▸ **What to work on**
From the article on the SavaDx plasma P-tau181 data below, copy out word for word the part from "Two contributing data" to "pixel 2D positions.".

---------- Text

*Note: this is part 2 of the Science Integrity series *

At the AAIC conference in July 2021, Cassava Sciences presented a poster** **showcasing encouraging results from SavaDx, their novel plasma diagnostic/biomarker to detect Alzheimer’s disease. SavaDx measures changes in levels of a protein named altered filamin A (FLNA) which is linked to AD disease mechanism. The scaffolding of FLNA is also critically related to the amyloid and tau pathologies in AD. In a Phase 2 trial period spanning 28 days, FLNA levels significantly reduced in the two treatment groups of Cassava’s Simufilam group when compared to placebo group. The poster also validated SavaDx results by showing that the treated patients in the same clinical study exhibited significant reductions in plasma P-tau181, a key biomarker known to high correlation with cognitive measures and disease progression.

Since the conference presentation, the SavaDx poster has come under heavy scrutiny for displaying two mutually incongruent plasma P-tau181 data charts – namely spaghetti (bipartite graph) and scatter plots. Some absent data points and a misplaced outlier were highlighted (amongst other complaints) in a citizen petition to the FDA asking for Phase 3 trials of Simufilam to be halted. A supplement to the petition rebukes the p-value claims in the poster with alternate, speculative scenarios of the outlier placement. It has also been a subject of hot debate in social media, with Dr. Elisabeth Bik leading the criticism in the Twitterverse as well as her blog. On Sept 3, Cassava Sciences released a public statement with corrected plasma P-tau181 charts.

In the rest of this article, we will take a deep dive into the extracted raw data and address misconceptions perpetrated on social media platforms (Twitter, Reddit, etc) by relying on independent analysis from two data scientists. **We summarize that the underlying plasma Ptau-181 data, incorporating the minor corrections, indicates no deliberate manipulation and, in fact, reinforces the optimism about good cognitive endpoint outcomes expected from upcoming Phase 3 trials.**

**Validity of Our Extracted Data**

Two contributing data scientists of this blog independently extracted raw data values of plasma P-tau181 from the spaghetti and scatter plots (Figures 5 and 4 respectively in the SavaDx poster). The subsequent corrections made in Cassava Sciences’ public statement, i.e insertion of the two missing lines in the spaghetti plot and the outlier removed from all analysis, were incorporated. Note that the corrected 100mg spaghetti plot has 17 data points after the outlier is removed.

Data scientist 1 (DS1) digitally placed fine grained horizontal scales on the image to obtain the relative pixel heights of the data points. Data scientist 2 (DS2) used a web tool to precisely annotate the dots/lines in the poster and obtain the pixel 2D positions.

--------------------
---------- Data records

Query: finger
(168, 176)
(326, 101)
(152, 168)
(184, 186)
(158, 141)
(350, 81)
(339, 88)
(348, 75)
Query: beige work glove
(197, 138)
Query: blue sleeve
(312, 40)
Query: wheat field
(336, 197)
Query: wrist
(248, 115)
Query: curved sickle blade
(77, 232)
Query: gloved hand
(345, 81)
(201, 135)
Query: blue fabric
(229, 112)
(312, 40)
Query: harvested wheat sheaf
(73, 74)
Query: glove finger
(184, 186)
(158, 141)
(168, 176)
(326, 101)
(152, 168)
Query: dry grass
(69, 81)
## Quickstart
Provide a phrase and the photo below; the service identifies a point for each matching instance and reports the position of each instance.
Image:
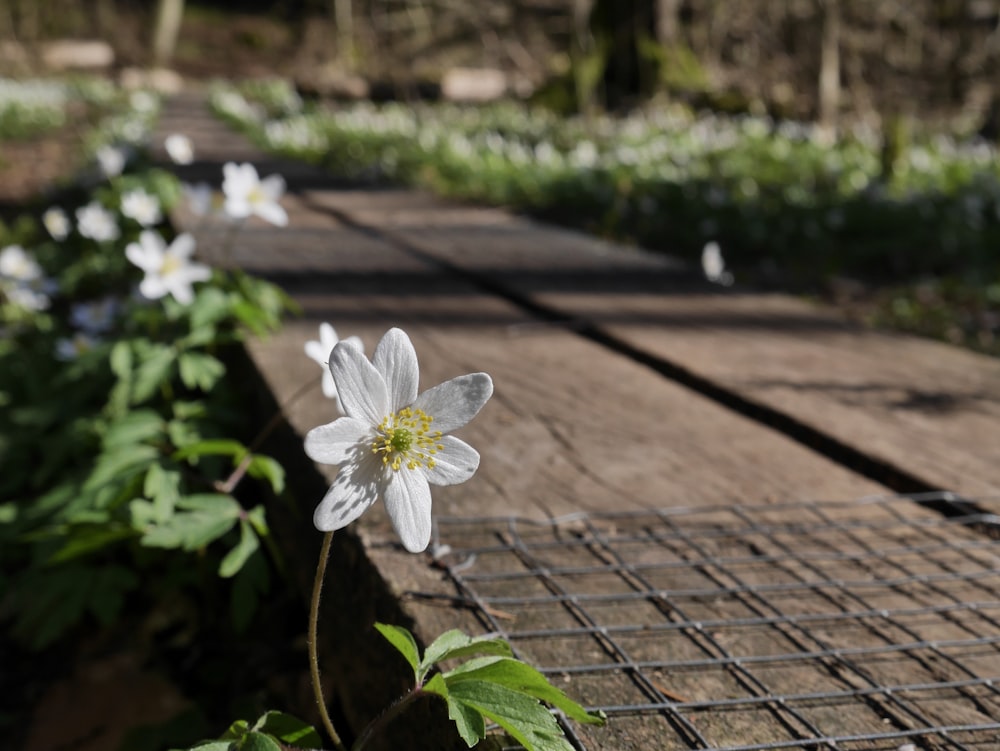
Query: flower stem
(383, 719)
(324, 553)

--------------------
---------- Data records

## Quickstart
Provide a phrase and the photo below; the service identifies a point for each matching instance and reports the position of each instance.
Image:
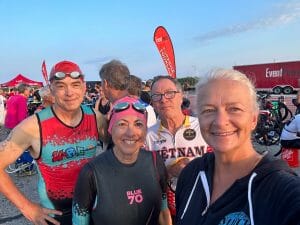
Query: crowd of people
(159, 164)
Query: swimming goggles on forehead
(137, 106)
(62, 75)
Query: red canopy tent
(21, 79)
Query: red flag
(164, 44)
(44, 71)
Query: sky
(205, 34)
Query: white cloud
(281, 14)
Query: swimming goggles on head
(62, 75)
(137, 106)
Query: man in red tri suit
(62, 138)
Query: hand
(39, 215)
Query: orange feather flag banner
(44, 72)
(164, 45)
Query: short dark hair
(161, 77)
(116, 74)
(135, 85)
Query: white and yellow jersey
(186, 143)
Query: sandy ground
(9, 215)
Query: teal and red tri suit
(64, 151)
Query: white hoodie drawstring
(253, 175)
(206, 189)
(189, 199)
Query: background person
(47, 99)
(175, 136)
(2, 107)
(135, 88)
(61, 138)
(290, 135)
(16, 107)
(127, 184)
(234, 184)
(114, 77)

--------------------
---------- Data records

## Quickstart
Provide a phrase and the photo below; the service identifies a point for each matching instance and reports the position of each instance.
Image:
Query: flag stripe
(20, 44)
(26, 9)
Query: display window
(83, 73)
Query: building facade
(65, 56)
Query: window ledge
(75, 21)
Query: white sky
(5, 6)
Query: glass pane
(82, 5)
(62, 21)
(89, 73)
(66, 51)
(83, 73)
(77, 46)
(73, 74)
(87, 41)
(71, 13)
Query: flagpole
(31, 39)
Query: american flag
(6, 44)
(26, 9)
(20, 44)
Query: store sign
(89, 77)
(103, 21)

--------------------

▸ **Solution to this task**
Two contributing data scientists of this blog independently extracted raw data values of plasma P-tau181 from the spaghetti and scatter plots (Figures 5 and 4 respectively in the SavaDx poster). The subsequent corrections made in Cassava Sciences’ public statement, i.e insertion of the two missing lines in the spaghetti plot and the outlier removed from all analysis, were incorporated. Note that the corrected 100mg spaghetti plot has 17 data points after the outlier is removed.

Data scientist 1 (DS1) digitally placed fine grained horizontal scales on the image to obtain the relative pixel heights of the data points. Data scientist 2 (DS2) used a web tool to precisely annotate the dots/lines in the poster and obtain the pixel 2D positions.